BEGIN Listed entries

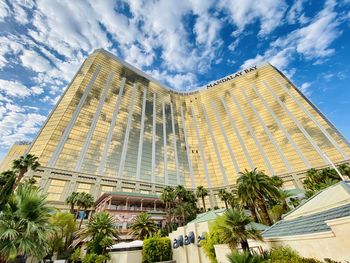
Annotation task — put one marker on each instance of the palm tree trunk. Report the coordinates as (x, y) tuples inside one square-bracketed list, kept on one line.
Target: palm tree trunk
[(253, 212), (264, 213), (245, 246), (82, 218), (77, 215), (19, 177), (204, 204), (285, 205)]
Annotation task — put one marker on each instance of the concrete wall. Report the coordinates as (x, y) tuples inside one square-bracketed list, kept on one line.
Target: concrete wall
[(191, 253), (333, 244), (126, 256)]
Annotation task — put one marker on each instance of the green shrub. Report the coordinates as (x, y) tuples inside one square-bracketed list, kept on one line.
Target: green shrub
[(288, 255), (89, 258), (212, 238), (245, 257), (76, 255), (156, 249)]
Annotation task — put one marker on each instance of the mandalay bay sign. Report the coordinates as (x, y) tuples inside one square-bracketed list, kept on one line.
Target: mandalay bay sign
[(235, 75)]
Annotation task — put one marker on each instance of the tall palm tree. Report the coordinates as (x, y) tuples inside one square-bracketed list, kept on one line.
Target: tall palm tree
[(99, 233), (143, 226), (85, 201), (234, 230), (24, 224), (25, 162), (253, 187), (62, 237), (180, 192), (72, 200), (277, 181), (168, 198), (7, 180), (224, 196), (202, 192)]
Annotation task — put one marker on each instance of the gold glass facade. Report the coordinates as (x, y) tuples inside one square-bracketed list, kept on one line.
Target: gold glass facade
[(113, 121)]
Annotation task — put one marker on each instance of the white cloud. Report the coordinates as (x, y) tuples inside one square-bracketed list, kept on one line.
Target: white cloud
[(51, 100), (37, 90), (15, 126), (313, 41), (14, 88), (34, 61), (4, 10), (268, 12), (296, 14), (8, 46), (305, 88)]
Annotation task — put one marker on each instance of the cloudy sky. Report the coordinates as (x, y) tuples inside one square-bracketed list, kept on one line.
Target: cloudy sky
[(182, 43)]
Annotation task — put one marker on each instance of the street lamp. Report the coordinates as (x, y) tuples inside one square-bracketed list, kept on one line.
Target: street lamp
[(335, 168)]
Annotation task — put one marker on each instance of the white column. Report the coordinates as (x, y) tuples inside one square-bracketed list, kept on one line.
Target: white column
[(94, 122), (74, 118), (139, 155), (111, 128), (127, 132)]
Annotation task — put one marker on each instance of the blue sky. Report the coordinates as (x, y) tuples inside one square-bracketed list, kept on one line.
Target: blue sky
[(182, 43)]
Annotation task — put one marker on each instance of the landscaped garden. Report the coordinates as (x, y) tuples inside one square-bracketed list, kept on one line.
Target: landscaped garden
[(29, 227)]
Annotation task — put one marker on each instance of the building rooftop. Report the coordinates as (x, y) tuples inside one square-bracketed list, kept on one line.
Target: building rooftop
[(207, 216), (311, 216), (308, 224), (126, 194)]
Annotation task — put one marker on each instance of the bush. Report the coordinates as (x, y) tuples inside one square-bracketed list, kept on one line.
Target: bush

END Listed entries

* **Aim of the task**
Look over the entries for "bush", then copy every line that includes that string.

* **Reply**
Annotation task — put one marker on each instance of the bush. Report the coordinates as (x, y) tuples inside one square-bracketed list, kept on one line.
Target: bush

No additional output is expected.